Required task 1 | Please reproduce the whole post below about things that ended in one week, word for word.

Text excerpt |
The Week in Death

I hope this doesn’t become a theme. A lot of things I’ve enjoyed died this week:

Andrew Wyeth – My first exposure to Wyeth came via the Arkansas Arts Center in Little Rock where they had some of his smaller works on display. This one, Snowflakes, completely captivated me, and represents one of the few instances in my life where I’ve gone to an art museum and had something completely imprinted on my brain for the rest of my life.

Circuit City – Given the choice, I’ve generally opted for Circuit City over Best Buy, and not just because I’m a inveterate underdogger. I was always impressed by the depth of their CD offerings. They’d have obscure side projects by my favorite artists, and they knew to file them under the name of the parent group, rather than the title of the project.

Zipper Factory – I’ve only been to this Manhattan venue once, to see David Mead, but I was quickly impressed and immediately knew it was a place I wanted to return to. Imagine a cozy theatre where the seats are a mishmash of conventional seating plus vintage bus and car seats, with cup holders. And the decor throughout is junk shop snazzy.

Virgin Megastore Times Square – OK so it’s crowded with tourists and insanely loud music, but its death is symbolic: the demise of the last bastion of retail music as something for tourists to do. The Union Square location, where I’ve been known to shop on occasion, may not be long for this world, either.

Z train – It’s an express train, so I can’t say I’ve used it that much, but as a Brooklyn institution, it made its mark. “Get on the JMZ” will have to become “get on the JM.” And if Wikipedia is to be believed, the JZ trains contributed to Shawn Corey Carter’s stage name.

Required task 2 | Return every line of the records that contains the string "trash". Case counts.

Extracted material |
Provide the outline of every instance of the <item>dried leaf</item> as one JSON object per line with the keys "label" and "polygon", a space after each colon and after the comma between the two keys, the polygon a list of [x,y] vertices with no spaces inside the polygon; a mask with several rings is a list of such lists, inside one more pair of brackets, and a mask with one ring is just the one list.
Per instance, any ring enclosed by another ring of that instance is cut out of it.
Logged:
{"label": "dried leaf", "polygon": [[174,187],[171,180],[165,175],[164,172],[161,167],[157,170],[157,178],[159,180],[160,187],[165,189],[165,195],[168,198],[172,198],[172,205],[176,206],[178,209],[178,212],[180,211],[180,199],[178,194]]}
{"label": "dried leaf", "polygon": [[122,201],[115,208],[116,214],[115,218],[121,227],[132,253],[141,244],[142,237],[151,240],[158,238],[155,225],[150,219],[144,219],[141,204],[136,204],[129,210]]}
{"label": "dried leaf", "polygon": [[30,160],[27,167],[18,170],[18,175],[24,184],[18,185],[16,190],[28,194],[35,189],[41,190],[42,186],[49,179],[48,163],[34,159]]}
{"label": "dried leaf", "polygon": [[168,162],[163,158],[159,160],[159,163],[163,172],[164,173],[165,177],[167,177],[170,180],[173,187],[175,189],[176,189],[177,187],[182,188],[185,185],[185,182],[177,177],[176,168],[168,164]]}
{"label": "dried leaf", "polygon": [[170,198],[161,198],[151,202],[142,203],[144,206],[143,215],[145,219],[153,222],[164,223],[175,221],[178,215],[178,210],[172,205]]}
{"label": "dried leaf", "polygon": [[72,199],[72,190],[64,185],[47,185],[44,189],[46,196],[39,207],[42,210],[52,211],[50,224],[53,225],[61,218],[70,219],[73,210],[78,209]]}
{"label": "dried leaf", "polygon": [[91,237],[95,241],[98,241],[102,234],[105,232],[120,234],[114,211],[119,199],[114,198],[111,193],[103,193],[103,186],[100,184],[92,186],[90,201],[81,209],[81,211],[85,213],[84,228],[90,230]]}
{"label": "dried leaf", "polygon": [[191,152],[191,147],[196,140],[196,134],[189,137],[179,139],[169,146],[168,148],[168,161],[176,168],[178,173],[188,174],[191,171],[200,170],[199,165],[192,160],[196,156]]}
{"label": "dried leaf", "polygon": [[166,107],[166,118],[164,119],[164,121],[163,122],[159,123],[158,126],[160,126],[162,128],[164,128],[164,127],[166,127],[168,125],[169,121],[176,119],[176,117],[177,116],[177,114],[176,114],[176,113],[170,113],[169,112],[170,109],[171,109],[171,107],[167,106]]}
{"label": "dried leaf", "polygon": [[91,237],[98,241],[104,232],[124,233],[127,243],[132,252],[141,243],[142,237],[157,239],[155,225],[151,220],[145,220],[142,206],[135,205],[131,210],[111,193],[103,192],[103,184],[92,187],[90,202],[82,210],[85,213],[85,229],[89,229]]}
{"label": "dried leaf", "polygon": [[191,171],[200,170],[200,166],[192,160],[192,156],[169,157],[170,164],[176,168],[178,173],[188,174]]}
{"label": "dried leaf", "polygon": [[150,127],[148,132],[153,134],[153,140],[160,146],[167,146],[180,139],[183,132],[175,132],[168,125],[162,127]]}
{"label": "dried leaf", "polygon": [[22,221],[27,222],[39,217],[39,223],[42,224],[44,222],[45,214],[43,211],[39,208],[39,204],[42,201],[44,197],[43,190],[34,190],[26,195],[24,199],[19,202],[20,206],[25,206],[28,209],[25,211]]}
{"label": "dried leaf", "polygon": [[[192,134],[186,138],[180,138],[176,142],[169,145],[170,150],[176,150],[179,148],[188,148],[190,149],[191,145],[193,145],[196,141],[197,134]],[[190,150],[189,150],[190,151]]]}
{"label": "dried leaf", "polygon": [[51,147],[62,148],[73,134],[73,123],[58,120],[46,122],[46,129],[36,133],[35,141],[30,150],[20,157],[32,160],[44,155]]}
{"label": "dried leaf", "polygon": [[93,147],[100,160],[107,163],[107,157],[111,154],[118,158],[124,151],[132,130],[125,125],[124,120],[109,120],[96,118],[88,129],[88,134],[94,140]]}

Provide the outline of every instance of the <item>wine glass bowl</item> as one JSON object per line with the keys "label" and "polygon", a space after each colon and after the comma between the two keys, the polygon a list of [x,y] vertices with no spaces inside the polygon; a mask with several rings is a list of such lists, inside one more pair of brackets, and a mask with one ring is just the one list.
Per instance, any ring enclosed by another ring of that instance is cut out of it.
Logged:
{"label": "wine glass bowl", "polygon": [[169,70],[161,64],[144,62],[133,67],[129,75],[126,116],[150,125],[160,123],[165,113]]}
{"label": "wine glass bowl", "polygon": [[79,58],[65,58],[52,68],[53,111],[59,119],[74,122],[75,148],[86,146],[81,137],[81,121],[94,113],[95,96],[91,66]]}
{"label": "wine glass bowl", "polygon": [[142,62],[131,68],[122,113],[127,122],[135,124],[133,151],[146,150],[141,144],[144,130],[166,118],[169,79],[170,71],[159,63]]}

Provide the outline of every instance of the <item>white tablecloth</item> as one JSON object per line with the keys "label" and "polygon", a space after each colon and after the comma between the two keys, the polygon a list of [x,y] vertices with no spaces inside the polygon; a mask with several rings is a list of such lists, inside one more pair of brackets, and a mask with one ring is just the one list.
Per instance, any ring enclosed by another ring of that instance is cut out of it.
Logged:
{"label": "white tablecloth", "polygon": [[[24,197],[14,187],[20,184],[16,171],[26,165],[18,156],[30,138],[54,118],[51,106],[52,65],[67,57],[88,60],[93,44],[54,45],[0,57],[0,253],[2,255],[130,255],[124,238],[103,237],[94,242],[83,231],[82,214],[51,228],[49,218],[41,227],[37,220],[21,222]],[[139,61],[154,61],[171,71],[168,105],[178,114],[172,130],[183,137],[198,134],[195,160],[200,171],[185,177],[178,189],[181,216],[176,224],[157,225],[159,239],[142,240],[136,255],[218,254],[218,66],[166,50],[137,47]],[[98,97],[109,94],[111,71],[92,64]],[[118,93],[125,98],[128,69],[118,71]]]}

...

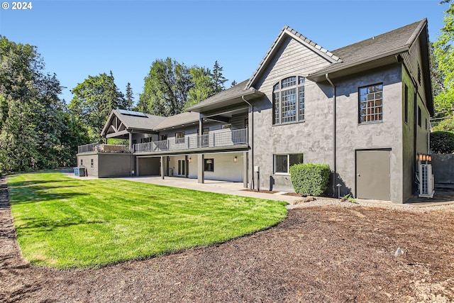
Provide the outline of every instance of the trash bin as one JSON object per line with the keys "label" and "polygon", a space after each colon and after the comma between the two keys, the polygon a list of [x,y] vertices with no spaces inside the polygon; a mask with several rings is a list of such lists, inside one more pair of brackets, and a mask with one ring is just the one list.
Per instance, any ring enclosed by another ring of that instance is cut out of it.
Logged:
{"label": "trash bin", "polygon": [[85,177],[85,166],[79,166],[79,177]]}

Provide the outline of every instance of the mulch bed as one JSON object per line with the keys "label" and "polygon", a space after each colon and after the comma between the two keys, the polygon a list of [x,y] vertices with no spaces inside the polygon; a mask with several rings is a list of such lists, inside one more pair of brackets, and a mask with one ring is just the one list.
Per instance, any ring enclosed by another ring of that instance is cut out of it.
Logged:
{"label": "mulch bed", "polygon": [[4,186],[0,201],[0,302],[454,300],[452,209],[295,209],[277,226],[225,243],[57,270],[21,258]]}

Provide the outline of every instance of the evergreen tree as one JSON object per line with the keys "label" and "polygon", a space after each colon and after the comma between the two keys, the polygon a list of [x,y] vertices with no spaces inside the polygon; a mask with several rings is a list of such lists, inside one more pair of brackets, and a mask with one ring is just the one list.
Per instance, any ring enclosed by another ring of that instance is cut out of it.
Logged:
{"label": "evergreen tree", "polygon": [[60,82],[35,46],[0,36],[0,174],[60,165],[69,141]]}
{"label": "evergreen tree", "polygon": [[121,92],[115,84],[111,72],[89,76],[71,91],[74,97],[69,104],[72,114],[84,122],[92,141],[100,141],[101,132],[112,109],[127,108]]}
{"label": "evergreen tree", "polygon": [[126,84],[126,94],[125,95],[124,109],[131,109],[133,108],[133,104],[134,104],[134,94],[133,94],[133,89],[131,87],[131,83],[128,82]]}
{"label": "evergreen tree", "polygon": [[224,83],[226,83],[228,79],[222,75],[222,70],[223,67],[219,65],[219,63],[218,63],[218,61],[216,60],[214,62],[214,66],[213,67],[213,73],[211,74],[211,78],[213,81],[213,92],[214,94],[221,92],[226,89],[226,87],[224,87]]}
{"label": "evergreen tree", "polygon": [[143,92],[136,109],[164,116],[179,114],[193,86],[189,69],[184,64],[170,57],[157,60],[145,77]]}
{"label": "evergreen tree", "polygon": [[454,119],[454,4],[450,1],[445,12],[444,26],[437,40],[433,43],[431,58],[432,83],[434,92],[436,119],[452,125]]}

Expected answer 1 |
The Week in Death

I hope this doesn’t become a theme. A lot of things I’ve enjoyed died this week:

Andrew Wyeth – My first exposure to Wyeth came via the Arkansas Arts Center in Little Rock where they had some of his smaller works on display. This one, Snowflakes, completely captivated me, and represents one of the few instances in my life where I’ve gone to an art museum and had something completely imprinted on my brain for the rest of my life.

Circuit City – Given the choice, I’ve generally opted for Circuit City over Best Buy, and not just because I’m a inveterate underdogger. I was always impressed by the depth of their CD offerings. They’d have obscure side projects by my favorite artists, and they knew to file them under the name of the parent group, rather than the title of the project.

Zipper Factory – I’ve only been to this Manhattan venue once, to see David Mead, but I was quickly impressed and immediately knew it was a place I wanted to return to. Imagine a cozy theatre where the seats are a mishmash of conventional seating plus vintage bus and car seats, with cup holders. And the decor throughout is junk shop snazzy.

Virgin Megastore Times Square – OK so it’s crowded with tourists and insanely loud music, but its death is symbolic: the demise of the last bastion of retail music as something for tourists to do. The Union Square location, where I’ve been known to shop on occasion, may not be long for this world, either.

Z train – It’s an express train, so I can’t say I’ve used it that much, but as a Brooklyn institution, it made its mark. “Get on the JMZ” will have to become “get on the JM.” And if Wikipedia is to be believed, the JZ trains contributed to Shawn Corey Carter’s stage name.

Expected answer 2 |
Provide the outline of every instance of the trash bin as one JSON object per line with the keys "label" and "polygon", a space after each colon and after the comma between the two keys, the polygon a list of [x,y] vertices with no spaces inside the polygon; a mask with several rings is a list of such lists, inside one more pair of brackets, and a mask with one ring is just the one list.
{"label": "trash bin", "polygon": [[85,177],[85,166],[79,166],[79,177]]}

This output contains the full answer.